**Brief**
Give back exactly the lines from the one containing "like x=121 y=356." through the end of the records, including both, and no others.

**Provided records**
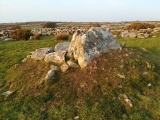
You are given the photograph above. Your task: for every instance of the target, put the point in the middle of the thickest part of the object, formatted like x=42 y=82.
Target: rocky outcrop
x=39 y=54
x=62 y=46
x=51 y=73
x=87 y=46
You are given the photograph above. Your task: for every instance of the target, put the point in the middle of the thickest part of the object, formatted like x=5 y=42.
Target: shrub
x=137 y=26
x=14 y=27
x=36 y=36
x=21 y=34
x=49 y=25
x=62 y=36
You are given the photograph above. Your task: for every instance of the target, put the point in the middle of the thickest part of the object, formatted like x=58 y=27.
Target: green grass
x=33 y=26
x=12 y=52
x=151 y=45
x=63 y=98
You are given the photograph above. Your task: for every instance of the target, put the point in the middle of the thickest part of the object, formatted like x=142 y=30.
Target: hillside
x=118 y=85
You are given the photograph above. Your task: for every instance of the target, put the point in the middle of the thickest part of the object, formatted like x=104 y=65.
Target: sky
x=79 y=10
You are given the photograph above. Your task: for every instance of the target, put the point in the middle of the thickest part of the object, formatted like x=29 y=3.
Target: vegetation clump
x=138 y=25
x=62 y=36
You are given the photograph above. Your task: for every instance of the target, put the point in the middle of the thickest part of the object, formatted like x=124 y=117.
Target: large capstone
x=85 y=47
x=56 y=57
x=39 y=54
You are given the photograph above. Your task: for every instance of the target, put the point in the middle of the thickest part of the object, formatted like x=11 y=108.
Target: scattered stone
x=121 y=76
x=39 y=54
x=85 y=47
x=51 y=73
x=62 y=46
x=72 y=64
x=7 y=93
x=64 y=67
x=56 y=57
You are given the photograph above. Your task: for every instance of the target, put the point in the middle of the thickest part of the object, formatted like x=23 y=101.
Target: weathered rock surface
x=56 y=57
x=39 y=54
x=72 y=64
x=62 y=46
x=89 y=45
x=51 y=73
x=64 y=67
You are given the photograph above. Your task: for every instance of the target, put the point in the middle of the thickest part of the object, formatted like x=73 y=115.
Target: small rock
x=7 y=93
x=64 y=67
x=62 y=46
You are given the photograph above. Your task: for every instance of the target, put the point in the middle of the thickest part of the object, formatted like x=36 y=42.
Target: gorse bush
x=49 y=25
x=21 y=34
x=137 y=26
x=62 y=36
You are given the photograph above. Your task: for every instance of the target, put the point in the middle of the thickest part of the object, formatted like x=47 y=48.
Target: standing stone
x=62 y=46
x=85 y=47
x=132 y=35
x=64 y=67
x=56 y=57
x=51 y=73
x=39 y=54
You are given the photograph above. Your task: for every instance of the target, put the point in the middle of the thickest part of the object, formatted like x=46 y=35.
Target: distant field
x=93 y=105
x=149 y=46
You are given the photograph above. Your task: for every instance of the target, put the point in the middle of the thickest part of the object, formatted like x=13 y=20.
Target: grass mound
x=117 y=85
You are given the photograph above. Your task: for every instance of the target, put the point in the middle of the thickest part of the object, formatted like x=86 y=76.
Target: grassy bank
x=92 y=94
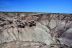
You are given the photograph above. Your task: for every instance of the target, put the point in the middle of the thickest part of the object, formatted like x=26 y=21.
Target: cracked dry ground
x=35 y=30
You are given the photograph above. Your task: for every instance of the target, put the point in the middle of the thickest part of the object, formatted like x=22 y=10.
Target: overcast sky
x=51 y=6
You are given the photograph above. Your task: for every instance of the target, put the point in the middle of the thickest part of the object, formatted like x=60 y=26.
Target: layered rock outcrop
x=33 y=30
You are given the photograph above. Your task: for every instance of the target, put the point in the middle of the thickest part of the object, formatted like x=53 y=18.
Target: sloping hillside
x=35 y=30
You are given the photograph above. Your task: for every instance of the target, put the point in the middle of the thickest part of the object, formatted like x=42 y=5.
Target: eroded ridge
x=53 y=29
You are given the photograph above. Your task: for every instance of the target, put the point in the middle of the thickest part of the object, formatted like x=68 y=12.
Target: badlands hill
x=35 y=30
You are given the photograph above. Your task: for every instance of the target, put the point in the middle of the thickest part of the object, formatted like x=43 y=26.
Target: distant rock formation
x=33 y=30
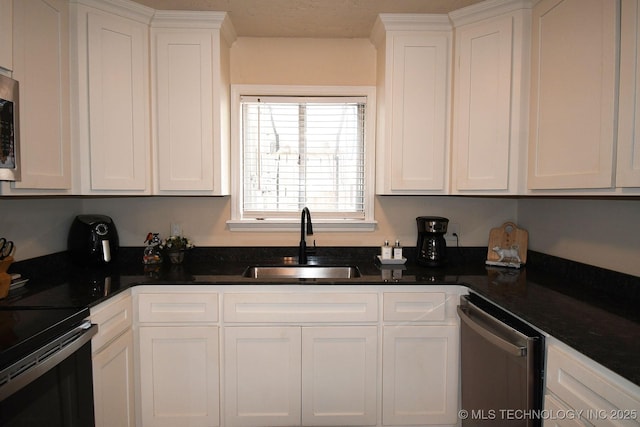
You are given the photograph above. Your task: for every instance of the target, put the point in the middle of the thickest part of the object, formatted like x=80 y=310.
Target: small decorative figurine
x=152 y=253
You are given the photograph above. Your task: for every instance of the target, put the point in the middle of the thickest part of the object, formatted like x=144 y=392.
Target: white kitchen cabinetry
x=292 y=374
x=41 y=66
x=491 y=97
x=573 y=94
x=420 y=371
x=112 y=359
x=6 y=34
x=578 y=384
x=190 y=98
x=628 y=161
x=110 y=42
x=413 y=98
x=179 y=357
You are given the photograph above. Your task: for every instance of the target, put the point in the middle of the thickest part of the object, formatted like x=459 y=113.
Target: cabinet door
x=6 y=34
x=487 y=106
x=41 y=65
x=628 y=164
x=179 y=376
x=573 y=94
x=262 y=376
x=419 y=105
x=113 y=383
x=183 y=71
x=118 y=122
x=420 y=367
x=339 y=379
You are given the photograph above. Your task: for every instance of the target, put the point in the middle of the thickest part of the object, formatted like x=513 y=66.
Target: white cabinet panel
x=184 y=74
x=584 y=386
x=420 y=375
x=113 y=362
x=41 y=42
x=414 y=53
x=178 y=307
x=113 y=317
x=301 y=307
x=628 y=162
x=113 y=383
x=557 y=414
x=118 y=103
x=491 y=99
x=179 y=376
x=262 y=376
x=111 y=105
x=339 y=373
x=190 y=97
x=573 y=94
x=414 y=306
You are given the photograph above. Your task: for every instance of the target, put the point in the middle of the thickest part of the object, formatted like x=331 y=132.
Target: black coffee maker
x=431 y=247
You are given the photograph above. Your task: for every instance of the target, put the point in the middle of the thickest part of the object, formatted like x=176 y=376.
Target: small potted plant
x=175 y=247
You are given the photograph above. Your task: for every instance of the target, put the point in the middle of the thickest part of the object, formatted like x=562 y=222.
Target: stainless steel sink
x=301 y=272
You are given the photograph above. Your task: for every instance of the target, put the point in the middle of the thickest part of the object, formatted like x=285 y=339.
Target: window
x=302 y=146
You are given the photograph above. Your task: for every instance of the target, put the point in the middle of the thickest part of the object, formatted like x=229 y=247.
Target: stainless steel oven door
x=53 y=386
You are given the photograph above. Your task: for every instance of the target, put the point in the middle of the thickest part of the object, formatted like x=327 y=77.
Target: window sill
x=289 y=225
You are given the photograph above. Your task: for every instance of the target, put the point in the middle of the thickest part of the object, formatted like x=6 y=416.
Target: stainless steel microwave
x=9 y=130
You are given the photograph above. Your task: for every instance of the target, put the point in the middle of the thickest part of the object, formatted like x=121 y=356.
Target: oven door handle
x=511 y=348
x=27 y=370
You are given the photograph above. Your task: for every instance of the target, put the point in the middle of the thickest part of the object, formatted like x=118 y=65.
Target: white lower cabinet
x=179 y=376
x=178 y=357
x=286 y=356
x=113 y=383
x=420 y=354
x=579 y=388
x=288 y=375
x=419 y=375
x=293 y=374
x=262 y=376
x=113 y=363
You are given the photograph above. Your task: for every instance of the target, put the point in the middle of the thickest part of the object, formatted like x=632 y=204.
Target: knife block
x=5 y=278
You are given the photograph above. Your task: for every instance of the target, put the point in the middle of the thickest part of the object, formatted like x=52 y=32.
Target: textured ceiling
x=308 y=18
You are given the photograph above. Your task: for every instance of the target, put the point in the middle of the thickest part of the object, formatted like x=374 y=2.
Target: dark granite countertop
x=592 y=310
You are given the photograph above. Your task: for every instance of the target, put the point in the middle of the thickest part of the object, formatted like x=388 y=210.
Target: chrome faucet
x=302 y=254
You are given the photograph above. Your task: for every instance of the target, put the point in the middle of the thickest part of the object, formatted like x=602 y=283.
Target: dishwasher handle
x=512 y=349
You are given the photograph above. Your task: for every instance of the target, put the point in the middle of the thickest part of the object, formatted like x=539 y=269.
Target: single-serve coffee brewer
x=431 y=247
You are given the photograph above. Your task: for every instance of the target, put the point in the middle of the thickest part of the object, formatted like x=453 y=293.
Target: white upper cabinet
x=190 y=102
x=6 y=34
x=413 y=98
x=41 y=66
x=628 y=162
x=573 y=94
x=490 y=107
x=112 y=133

**Response**
You are given the photograph above. Your task: for every instance of the target, put the point in the middle of the thickest part of the object, formatted like x=121 y=356.
Target: oven door handle
x=511 y=348
x=27 y=370
You are given the photograph above. Your task: for every instance of the target, put the point in the middle of the thickest part of the object, formatted like x=118 y=65.
Target: white lower cabinet
x=179 y=376
x=178 y=357
x=286 y=356
x=113 y=383
x=420 y=354
x=579 y=388
x=288 y=375
x=419 y=375
x=293 y=374
x=262 y=376
x=113 y=363
You are given the photograph above. Your task: for every instance of the target, put the point in the middle of the thickest part of the object, formatted like x=632 y=204.
Target: knife block
x=5 y=278
You are given the photograph above. Your task: for every instance of the target, put the point in the middle of the thickest part of the object, formatted like x=52 y=32.
Target: textured ceiling
x=308 y=18
You are given the photograph above. Your task: for every instance of the target, put the point in the middle of the thickest part of the object, formatted like x=374 y=2.
Target: dark granite countertop
x=592 y=310
You are given the photograph above. Your task: for every instance of the target, put the point in the middle of the thickest part of the object, formatted like x=388 y=210.
Target: chrome faucet
x=302 y=254
You are given the photograph above. Your task: for every instance of the target, put the point in the middle of the thickest part of the object, formatted like x=602 y=283.
Target: dishwasher handle
x=512 y=349
You are given the photograph above. Your task: for every instance of the target, put the point in the middle of the thickest part of the object, formatted like x=539 y=269.
Target: single-serve coffee brewer
x=431 y=247
You are given the photograph above. Your task: for every instance of the target, put the point in the middle of the thickest part of the object, formatted like x=453 y=293.
Target: white upper cabinet
x=190 y=102
x=6 y=34
x=413 y=98
x=41 y=66
x=628 y=162
x=573 y=94
x=490 y=107
x=112 y=133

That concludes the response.